Es stellt sich lediglich die Frage, wie weit der türkische Präsident gehen würde. Möchte er lediglich eine Pufferzone zwischen den syrischen und der türkischen Staatsgrenze etablieren, wie er es auch bei einem Treffen mit EU-Kommissionspräsidentin Ursula von der Leyen ankündigte? Oder möchte er SDF und YPG komplett zerschlagen? Das ist noch offen.

Es sind wahrscheinlich lediglich ihre internationalen Partner, die die Türkei von einer Eskaltion abbringen könnten. Syrien steht vor einem politischen Neuaufbau. Auch westliche Staaten schicken daher dieser Tage Delegationen nach Damaskus, um mit der von der HTS dominierten Führung zu sprechen. Eine neue Eskalation des Krieges im Norden würde diese Prozesse gefährden. Europa fürchtet zudem weitere Flüchtlingsströme, sollte sich Erdoğan nicht zurückhalten.

Die Wut auf den türkischen Präsidenten ist dementsprechend schon jetzt groß. Doch westliche Diplomaten sind sich des Einflusses bewusst, den Erdoğan nun in Syrien hat. Sie versuchen aktuell daher nicht, das Schlimmste zu verhindern.

Nach dem Sturz von Assad hatte auch US-Außenminister Anthony Blinken die Türkei besucht, um den türkischen Präsidenten zu bremsen. Mit überschaubarem Erfolg: Erdoğan betonte auch bei diesem Treffen, dass die Türkei "präventive Maßnahmen" für ihre nationale Sicherheit gegen "alle terroristischen Organisationen, die in Syrien operieren", ergreifen werde.
+-------+
> **Erklärtes Ziel**:
Gib aus dem Text über Erdoğans Syrienpolitik den Teil unverändert wieder, der mit den Worten „Es sind wahrscheinlich“ beginnt und mit „Schlimmste zu verhindern.“ endet.

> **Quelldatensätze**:
+-------+
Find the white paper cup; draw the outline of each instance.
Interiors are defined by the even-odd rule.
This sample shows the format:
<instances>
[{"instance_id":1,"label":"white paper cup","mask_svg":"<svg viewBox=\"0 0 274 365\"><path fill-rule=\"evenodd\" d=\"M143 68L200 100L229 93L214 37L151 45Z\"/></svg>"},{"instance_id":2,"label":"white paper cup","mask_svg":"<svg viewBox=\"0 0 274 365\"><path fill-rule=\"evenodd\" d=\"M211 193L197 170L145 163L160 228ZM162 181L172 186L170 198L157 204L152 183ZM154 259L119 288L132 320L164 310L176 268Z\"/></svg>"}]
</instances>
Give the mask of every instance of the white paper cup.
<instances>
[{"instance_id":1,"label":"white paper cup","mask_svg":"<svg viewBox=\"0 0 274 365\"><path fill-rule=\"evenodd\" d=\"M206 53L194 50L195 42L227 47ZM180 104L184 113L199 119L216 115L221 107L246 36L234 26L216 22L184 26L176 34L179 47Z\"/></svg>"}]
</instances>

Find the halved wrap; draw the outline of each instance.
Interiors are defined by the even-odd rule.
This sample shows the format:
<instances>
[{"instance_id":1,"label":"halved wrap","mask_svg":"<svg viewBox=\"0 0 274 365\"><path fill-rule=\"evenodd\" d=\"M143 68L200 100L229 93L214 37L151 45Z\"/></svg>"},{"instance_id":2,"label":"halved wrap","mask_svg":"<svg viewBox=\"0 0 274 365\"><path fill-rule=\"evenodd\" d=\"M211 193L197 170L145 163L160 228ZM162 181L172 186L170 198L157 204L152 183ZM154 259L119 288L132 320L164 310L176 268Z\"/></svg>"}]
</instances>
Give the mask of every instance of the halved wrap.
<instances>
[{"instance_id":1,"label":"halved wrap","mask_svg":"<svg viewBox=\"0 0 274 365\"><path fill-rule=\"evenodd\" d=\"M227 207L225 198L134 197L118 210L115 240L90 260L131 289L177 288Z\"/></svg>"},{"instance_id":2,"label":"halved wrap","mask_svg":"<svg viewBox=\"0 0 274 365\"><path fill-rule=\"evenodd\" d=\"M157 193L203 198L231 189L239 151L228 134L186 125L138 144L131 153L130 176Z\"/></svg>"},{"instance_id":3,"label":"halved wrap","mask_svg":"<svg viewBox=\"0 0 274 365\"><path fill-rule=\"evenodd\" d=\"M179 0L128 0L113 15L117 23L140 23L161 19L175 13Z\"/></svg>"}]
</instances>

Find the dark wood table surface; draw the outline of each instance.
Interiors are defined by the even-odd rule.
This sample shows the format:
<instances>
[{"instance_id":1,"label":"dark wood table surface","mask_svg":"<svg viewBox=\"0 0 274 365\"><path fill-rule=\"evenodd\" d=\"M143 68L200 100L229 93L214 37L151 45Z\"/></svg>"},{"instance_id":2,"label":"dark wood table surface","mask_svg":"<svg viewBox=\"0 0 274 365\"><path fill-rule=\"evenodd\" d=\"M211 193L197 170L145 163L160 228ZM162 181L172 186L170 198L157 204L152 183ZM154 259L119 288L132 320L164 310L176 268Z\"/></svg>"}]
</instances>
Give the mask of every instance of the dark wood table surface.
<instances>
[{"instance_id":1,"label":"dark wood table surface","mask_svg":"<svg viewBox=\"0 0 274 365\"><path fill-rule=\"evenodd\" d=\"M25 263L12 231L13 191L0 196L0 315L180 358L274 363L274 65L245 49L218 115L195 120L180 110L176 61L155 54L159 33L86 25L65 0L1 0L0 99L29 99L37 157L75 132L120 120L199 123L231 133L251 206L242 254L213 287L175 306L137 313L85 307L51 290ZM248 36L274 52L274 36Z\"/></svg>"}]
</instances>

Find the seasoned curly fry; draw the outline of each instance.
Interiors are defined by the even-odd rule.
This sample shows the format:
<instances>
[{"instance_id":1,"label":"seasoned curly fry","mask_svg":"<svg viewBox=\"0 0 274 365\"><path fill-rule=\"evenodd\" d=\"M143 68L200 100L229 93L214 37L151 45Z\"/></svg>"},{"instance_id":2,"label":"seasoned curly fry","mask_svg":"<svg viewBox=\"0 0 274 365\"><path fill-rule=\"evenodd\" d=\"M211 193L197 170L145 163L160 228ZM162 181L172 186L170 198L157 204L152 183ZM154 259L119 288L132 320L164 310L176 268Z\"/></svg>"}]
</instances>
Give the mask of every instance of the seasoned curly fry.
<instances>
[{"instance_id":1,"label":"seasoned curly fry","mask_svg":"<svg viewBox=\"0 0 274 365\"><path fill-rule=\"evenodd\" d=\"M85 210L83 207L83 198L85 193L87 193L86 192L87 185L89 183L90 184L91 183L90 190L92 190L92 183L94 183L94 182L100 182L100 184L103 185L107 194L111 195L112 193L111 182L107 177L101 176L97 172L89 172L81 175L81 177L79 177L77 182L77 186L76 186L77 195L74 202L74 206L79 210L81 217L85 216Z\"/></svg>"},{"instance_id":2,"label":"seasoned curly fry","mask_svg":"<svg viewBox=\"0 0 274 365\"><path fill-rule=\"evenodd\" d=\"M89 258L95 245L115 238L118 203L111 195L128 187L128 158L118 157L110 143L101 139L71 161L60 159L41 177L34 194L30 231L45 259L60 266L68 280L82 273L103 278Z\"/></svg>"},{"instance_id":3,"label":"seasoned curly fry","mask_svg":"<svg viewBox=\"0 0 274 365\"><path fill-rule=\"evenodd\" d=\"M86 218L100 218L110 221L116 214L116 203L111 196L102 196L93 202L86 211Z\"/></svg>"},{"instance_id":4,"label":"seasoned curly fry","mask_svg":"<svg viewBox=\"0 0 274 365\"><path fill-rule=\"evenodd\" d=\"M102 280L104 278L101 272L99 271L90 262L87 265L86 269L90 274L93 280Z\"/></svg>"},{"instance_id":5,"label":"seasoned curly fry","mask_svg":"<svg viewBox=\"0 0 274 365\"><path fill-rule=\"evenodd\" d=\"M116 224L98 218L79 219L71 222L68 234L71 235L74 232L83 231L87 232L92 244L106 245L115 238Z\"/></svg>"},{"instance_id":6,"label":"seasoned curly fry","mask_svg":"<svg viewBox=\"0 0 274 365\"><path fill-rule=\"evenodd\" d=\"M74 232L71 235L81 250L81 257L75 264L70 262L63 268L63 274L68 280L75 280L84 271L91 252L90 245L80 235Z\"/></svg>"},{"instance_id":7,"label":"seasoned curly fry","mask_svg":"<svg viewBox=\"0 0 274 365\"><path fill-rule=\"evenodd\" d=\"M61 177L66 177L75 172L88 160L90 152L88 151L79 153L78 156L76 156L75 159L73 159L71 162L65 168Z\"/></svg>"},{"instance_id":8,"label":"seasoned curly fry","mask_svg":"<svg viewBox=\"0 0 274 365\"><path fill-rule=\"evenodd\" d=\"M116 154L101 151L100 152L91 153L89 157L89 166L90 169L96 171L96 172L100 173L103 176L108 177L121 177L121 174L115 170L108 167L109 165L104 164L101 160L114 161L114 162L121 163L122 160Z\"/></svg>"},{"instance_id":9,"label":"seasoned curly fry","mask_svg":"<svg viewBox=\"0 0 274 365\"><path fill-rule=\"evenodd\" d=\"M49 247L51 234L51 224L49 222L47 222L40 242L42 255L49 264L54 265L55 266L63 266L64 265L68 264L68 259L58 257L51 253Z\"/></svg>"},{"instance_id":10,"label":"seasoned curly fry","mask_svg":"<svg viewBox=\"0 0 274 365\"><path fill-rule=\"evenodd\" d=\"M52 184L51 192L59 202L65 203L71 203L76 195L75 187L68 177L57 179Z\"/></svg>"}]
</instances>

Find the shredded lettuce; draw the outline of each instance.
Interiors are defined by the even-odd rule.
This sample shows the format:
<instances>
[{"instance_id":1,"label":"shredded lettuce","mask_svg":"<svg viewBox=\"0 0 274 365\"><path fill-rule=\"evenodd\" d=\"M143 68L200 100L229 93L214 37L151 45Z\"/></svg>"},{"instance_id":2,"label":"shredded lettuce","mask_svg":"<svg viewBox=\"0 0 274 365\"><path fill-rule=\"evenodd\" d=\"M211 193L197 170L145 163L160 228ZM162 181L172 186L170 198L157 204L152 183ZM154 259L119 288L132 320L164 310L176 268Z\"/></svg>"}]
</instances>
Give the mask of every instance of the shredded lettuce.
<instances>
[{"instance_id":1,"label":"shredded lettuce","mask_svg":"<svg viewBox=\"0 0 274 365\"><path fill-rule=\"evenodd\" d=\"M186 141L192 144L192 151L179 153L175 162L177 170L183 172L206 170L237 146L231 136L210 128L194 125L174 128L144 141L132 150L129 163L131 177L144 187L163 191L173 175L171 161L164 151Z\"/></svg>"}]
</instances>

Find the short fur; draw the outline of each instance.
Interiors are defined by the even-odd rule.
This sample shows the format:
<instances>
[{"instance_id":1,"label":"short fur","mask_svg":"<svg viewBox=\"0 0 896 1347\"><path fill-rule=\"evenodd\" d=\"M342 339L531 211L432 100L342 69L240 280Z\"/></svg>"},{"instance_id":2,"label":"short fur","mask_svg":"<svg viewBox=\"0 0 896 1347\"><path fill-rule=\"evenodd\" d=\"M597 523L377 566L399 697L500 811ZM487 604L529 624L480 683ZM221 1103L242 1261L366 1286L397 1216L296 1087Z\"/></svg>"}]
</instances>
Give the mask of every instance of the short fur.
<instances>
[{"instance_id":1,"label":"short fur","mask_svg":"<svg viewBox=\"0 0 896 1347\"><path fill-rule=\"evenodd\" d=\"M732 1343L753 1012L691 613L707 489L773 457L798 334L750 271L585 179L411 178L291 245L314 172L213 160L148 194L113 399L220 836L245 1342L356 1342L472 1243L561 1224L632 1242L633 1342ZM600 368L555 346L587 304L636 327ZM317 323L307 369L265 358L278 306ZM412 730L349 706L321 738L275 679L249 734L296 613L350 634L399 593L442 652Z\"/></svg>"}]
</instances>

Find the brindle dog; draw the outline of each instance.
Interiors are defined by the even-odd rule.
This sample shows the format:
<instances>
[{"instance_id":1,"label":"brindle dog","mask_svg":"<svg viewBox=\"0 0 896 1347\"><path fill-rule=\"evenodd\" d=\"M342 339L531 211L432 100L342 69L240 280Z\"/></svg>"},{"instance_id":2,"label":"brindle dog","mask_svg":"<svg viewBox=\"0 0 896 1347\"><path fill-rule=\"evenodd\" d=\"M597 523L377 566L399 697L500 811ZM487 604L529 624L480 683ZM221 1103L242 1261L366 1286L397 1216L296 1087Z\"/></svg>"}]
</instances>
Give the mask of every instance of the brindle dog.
+-------+
> **Ergebnis der Aufgabe**:
Es sind wahrscheinlich lediglich ihre internationalen Partner, die die Türkei von einer Eskaltion abbringen könnten. Syrien steht vor einem politischen Neuaufbau. Auch westliche Staaten schicken daher dieser Tage Delegationen nach Damaskus, um mit der von der HTS dominierten Führung zu sprechen. Eine neue Eskalation des Krieges im Norden würde diese Prozesse gefährden. Europa fürchtet zudem weitere Flüchtlingsströme, sollte sich Erdoğan nicht zurückhalten.

Die Wut auf den türkischen Präsidenten ist dementsprechend schon jetzt groß. Doch westliche Diplomaten sind sich des Einflusses bewusst, den Erdoğan nun in Syrien hat. Sie versuchen aktuell daher nicht, das Schlimmste zu verhindern.